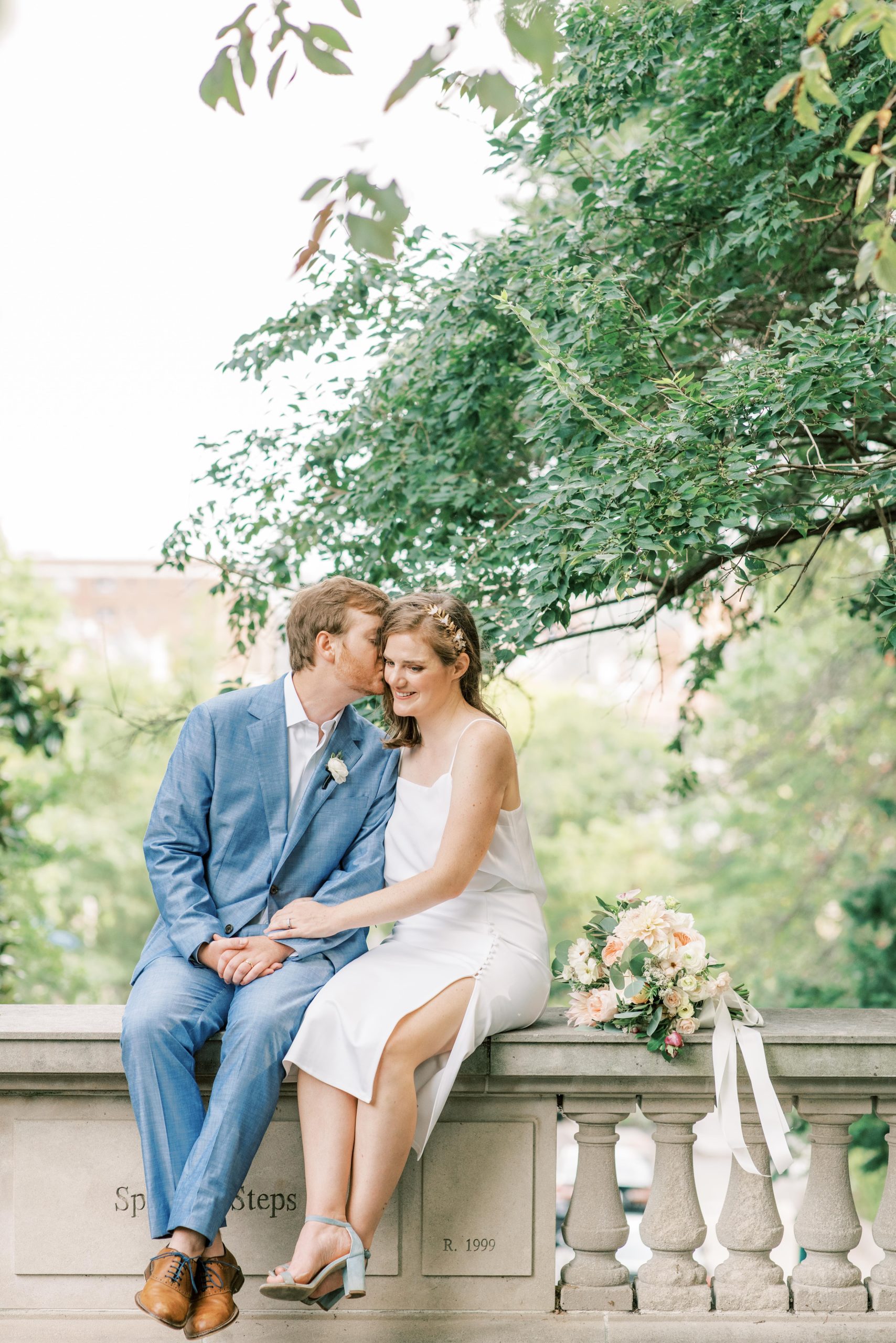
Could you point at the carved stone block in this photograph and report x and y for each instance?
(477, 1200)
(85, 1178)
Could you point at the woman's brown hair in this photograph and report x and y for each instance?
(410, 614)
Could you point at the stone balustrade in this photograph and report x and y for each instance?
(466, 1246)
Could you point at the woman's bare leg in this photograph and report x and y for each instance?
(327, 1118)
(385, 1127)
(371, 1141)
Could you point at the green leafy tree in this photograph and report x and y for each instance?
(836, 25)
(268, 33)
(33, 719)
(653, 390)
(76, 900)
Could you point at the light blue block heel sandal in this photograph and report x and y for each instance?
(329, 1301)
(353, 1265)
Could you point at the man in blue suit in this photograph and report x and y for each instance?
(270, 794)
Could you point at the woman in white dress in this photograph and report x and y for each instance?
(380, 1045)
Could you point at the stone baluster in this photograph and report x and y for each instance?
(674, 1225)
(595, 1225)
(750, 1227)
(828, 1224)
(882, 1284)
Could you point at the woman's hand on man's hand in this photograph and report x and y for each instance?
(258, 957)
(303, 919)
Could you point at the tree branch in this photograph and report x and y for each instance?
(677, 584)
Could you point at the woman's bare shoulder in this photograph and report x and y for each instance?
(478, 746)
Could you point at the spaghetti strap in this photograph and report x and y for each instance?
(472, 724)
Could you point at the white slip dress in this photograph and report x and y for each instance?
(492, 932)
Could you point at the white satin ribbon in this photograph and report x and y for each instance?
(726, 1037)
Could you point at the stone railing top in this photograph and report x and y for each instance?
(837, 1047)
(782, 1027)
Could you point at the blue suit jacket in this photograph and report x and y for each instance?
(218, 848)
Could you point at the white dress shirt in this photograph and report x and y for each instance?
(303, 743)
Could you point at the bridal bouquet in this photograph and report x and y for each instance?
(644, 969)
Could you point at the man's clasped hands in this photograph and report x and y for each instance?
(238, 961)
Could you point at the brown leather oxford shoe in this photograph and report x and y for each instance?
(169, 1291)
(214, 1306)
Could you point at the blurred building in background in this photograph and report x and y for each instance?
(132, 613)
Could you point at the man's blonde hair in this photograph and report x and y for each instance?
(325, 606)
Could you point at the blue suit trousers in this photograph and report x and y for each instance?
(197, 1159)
* * * * *
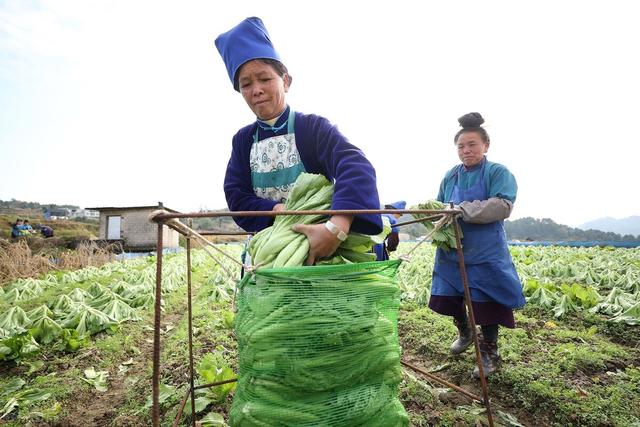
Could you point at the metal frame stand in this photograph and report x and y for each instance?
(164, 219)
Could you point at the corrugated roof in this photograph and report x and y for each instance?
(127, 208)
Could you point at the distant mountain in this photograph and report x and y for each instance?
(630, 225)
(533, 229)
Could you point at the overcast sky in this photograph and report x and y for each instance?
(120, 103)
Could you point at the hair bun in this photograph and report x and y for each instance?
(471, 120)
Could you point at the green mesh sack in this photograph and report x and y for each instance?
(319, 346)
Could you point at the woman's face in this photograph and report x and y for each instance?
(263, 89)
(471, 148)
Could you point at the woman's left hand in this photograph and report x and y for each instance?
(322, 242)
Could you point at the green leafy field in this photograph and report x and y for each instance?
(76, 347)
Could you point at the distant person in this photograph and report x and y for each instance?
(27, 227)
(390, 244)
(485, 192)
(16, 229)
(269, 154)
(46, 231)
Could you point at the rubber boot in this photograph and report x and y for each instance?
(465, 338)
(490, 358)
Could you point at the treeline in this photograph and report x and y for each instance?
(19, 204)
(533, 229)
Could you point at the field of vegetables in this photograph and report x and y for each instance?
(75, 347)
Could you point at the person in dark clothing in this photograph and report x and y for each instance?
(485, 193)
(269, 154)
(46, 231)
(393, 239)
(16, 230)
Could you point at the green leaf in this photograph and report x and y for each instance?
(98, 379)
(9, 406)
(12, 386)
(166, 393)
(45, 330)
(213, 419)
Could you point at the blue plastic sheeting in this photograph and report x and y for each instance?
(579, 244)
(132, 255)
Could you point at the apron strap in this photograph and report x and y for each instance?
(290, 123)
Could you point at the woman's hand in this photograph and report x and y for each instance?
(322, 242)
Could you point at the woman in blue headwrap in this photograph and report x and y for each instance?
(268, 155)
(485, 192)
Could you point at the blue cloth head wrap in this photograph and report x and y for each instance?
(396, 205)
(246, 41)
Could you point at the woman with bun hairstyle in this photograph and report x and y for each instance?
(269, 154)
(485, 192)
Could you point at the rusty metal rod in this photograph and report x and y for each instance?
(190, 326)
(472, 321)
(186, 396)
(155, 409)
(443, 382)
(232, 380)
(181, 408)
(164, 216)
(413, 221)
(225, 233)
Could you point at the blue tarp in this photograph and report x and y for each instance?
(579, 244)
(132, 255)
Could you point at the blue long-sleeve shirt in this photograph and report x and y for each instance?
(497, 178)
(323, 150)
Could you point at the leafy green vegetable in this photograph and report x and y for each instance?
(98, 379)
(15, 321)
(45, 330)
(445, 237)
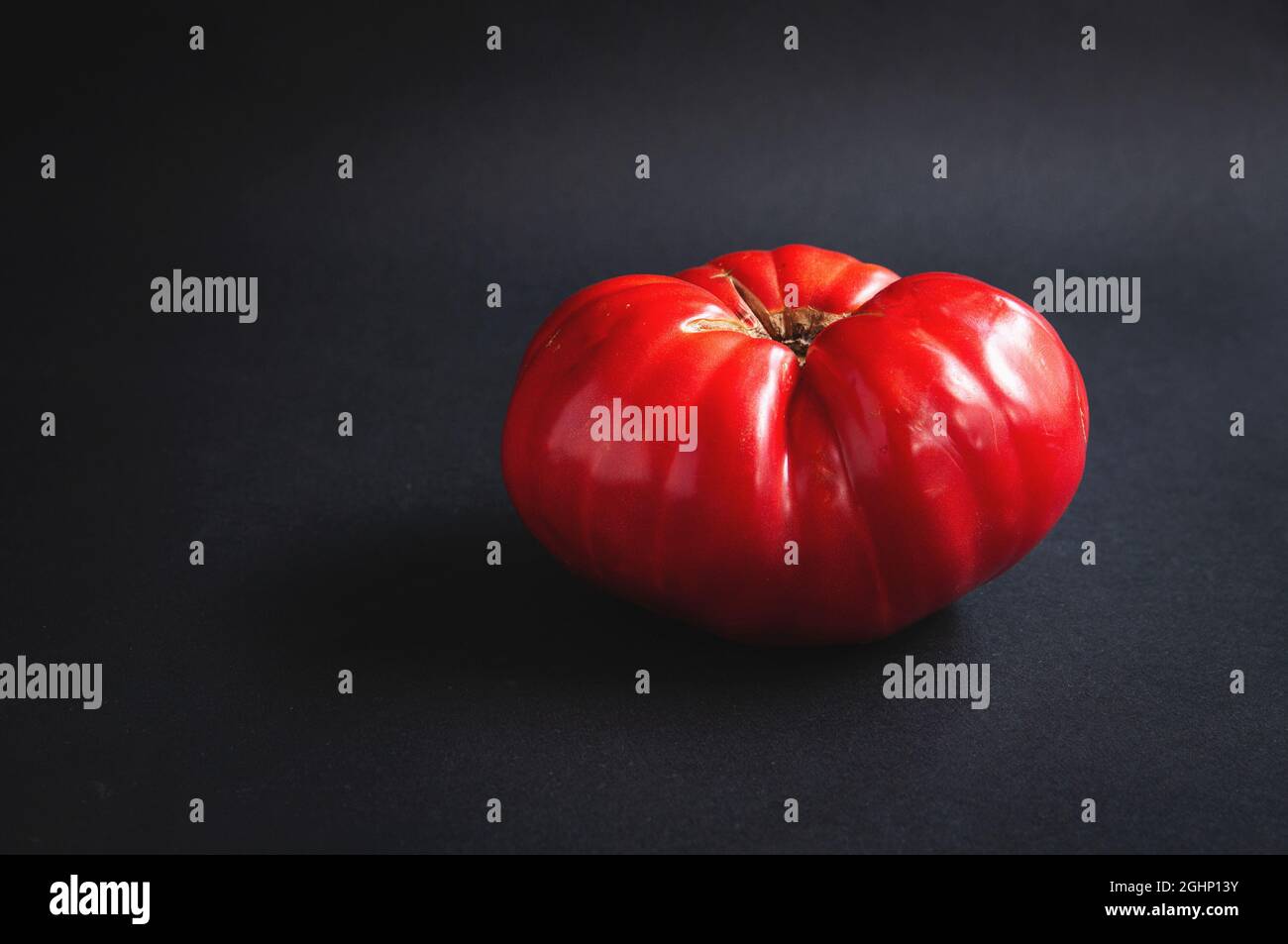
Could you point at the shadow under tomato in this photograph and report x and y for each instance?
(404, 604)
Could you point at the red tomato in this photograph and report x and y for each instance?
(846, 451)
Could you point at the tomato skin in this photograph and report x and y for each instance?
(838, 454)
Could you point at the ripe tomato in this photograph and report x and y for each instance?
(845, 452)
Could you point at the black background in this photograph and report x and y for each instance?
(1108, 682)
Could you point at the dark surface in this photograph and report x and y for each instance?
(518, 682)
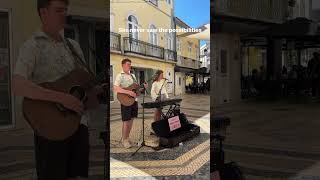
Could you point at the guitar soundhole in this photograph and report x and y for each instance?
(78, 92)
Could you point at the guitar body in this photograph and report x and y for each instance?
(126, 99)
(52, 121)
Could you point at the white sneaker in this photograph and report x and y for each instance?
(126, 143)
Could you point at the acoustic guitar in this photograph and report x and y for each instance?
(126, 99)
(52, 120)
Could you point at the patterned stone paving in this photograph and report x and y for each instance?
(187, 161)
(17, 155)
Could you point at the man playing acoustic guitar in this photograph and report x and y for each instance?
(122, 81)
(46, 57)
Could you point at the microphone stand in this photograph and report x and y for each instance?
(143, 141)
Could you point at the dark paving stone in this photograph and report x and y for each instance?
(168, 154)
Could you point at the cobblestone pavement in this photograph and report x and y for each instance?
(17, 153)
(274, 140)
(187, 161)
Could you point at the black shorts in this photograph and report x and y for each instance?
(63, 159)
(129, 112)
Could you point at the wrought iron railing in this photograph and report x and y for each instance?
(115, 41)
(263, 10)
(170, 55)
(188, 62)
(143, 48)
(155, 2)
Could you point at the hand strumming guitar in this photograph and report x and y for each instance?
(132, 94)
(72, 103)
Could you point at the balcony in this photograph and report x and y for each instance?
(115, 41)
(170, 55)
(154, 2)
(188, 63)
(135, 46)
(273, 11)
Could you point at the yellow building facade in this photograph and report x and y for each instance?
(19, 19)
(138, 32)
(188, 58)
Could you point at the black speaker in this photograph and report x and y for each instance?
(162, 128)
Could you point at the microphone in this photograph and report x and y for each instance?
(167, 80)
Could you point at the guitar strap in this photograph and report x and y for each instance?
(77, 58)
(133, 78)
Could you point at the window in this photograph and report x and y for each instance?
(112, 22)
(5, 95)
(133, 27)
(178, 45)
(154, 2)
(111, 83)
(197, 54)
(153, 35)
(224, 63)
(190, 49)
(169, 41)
* * * * *
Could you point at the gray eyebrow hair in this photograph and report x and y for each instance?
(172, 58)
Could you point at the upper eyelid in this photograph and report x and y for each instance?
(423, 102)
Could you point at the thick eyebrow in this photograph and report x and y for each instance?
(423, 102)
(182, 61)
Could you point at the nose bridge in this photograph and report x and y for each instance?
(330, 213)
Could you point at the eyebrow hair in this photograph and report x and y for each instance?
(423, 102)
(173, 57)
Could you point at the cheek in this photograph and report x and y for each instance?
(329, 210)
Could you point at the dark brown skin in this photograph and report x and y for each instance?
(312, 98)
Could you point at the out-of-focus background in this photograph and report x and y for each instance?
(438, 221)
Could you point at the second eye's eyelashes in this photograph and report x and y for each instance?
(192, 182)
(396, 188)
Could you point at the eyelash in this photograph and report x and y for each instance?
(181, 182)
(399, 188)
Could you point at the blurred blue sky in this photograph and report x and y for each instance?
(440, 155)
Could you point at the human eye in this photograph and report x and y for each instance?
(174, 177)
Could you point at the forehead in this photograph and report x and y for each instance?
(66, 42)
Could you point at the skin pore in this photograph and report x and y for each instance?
* * * * *
All lines in the data above from the one with "Could you point at the eyebrow" through the one with "Could you point at the skin" must be repeated exactly, and no others.

● WRITTEN ANSWER
Could you point at the eyebrow hair in this photograph and report x and y for each instance?
(423, 102)
(173, 57)
Could you point at the cheek in this photograph and report x and y for each instance?
(329, 210)
Could you point at the dark brown skin in this photograph and report x and y for each instance?
(312, 98)
Could you point at the out-of-focus background in this photograph and report x and y for each instance?
(438, 221)
Could you point at the second eye's eyelashes in this photograph and report x and y for each instance?
(192, 182)
(396, 188)
Could you point at the eyelash in this photograph and report x and y for each instance?
(181, 182)
(399, 188)
Could you point at the blurred blue sky in this photograph and report x and y for each instance?
(440, 155)
Could you point at the human eye in this photograph and report x and y for each instance?
(174, 177)
Could you point at the forehead in this photograph and report x and y for each instance?
(66, 42)
Could you point at the skin pore in this photograph and report x and y for each instance?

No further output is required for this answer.